#### Actions to take:
(1) In the article on PII versus personal information, what two conditions must data meet to be considered legally protected?
(2) Quote everything in the article on PII versus personal information from "Source: Garfinkel, 2015" down to "to an individual.".
──────── Passage
Data Privacy in AI: PII versus Personal Information
What kind of information does data privacy law actually cover?
In my continuing series of columns digging deeper into the content of my recent talk at the AI Quality Conference , today I’m going to talk about how we distinguish the kinds of data that are and are not covered by the data privacy laws that are springing up around the US and globally. Different kinds of data are protected more restrictively, depending on the jurisdictions, so this is important to know if you are using data about individuals for analysis or machine learning. I’ll also talk a bit about how you can turn your protected data into data that is free to be used for more expansive purposes.
As always, none of what I say here is legal advice.
Data Categories
PII — Personally Identifiable Information
This generally refers to one piece of data that, in isolation, can likely be used to identify a specific person . Examples might include an ID number such as that used for social security, driver’s license, or other government ID. Your whole name might also qualify, as might your full street address, a photograph of you, or your telephone number.
If you’ve ever been involved in human subjects research or worked in industries like healthcare where data security training is required, you may be familiar with the idea of PII because you’ll have lots of contact with this kind of information. However, this is not the full scope of what kind of data is regulated under comprehensive data privacy laws.
Personal Data or Personal Information
The broader scope that you need to be attentive to under modern data privacy regulation is often just called “Personal Information” and includes:
- datapoints that can be combined together to identify a specific person, such as birthdate and surname, or birthdate and zip code.
- datapoints that the individual might feel are sensitive and need to be kept private, which can be combined with other data to be linked to a specific person
- datapoints which could be the basis for illegal treatment such as discrimination, which can be combined with other data to be linked to a specific person
One key thing to note is that the data must be at the individual level, and there must be some way to connect it back to the single individual for this to be considered legally protected . If, for example, you have a dataset and it contains data on 1000 individuals including gender and zip code, that’s not personal data unless there is more data also included that could together be narrowed down to specific individuals. There are likely enough people in any given zip code of a particular gender that you can’t tell exactly which female-identifying person in 60601 you’re talking about.
However, once you start to have additional data like age/birthdate, profession, race/ethnicity, or more, then you increase the plausibility of pinning down one particular person, and thus your data becomes more dangerous and more likely to be protected under data privacy law.
Source: Garfinkel, 2015 https://nvlpubs.nist.gov/nistpubs/ir/2015/NIST.IR.8053.pdf?uuid=n2tDjSm0DpcTq02f5027
As this diagram shows, the risk is higher the easier it is to link the data to an individual.
Also, in most jurisdictions if the data is already public (such as public records of government), that is not protected and can be used without worry about privacy laws.
Assorted other categories of data that fall under data privacy rules in this way include:
- Identifiers such as a real name, alias, postal address, unique personal identifier, online identifier, IP address, email address, account name, social security number, driver’s license number, passport number, or other similar identifiers.
────────────────
──────── Listed records
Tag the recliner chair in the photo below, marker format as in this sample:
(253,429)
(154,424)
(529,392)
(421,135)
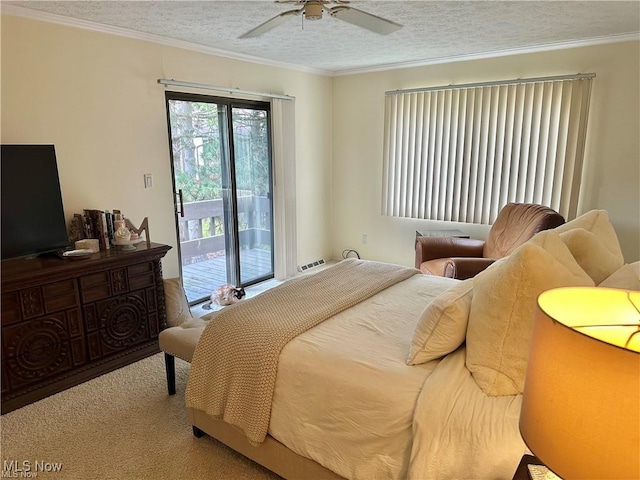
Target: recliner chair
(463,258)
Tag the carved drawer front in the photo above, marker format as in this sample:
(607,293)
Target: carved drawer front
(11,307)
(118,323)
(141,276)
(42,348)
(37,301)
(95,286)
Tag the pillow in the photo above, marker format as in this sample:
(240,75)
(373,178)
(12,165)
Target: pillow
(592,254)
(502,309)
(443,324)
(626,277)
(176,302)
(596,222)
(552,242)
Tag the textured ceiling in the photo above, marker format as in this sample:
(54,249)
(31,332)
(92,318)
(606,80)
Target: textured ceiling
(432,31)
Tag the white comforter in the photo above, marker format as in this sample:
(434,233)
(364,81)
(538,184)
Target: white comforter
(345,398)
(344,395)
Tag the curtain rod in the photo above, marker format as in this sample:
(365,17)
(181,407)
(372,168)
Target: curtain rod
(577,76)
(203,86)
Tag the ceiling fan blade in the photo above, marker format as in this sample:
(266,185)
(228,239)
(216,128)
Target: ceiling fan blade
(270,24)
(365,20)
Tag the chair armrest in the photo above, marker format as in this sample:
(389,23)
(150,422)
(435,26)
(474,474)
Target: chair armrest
────────────────
#### The answers:
(1) The data must be at the individual level, and there must be some way to connect it back to the single individual.

(2)
Source: Garfinkel, 2015 https://nvlpubs.nist.gov/nistpubs/ir/2015/NIST.IR.8053.pdf?uuid=n2tDjSm0DpcTq02f5027
As this diagram shows, the risk is higher the easier it is to link the data to an individual.